* [SET PROBLEM A]: Gather every line of the records that contains the word "brown" and copy each of those lines in full.

* [TEXT PROVIDED]:
* Begin *

Database Sharding

Q: What is Database Sharding?

Learn database sharding strategies including hash-based, range-based, and directory-based sharding, consistent hashing, and real-world examples from Instagram and Discord

What Is Database Sharding?

Database sharding (also called horizontal partitioning) is the practice of splitting a large database into smaller, more manageable pieces called shards. Each shard is an independent database that holds a subset of the total data. Together, the shards make up the complete dataset.

Sharding is typically the last resort for database scaling — you should first optimize queries, add caching, vertically scale, and add read replicas. But when your data grows beyond what a single machine can handle (typically in the hundreds of gigabytes to terabytes range), or your write throughput exceeds what a single primary can support, sharding becomes necessary.

When to Consider Sharding

Data volume: Your data exceeds the storage capacity of a single database server.
Write throughput: A single primary database cannot handle the write volume.
Query performance: Indexes become too large to fit in memory, degrading query performance.
Geographic distribution: You need data to be physically close to users in different regions.

* End *

* [SET PROBLEM B]: According to the text on database sharding, what is another name for database sharding?

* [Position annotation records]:
* Begin *

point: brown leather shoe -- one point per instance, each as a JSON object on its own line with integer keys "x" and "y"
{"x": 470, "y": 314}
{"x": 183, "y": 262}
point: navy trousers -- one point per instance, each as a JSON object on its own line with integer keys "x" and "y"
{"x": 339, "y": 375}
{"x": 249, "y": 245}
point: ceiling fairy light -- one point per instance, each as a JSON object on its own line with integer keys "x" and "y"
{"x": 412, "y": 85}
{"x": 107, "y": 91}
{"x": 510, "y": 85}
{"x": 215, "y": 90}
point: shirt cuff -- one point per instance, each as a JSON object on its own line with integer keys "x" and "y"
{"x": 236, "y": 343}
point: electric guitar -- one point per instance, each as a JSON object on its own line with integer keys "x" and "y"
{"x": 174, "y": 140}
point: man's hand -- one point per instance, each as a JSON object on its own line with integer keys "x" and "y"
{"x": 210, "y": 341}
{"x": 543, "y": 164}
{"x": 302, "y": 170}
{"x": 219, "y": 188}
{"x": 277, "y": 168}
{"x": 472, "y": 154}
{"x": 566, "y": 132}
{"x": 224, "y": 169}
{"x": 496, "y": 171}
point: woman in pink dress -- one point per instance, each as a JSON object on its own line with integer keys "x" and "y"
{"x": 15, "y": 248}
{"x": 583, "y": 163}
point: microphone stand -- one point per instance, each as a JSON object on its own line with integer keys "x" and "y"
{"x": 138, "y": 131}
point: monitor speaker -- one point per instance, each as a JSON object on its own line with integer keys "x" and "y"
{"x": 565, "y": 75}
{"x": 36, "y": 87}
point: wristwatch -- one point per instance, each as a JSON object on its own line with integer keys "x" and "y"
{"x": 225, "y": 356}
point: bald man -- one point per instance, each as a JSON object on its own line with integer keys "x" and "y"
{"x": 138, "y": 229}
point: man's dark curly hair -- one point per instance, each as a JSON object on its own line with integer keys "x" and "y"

* End *

* [TASK ANSWER A]:
point: brown leather shoe -- one point per instance, each as a JSON object on its own line with integer keys "x" and "y"

* [TASK ANSWER B]: Horizontal partitioning.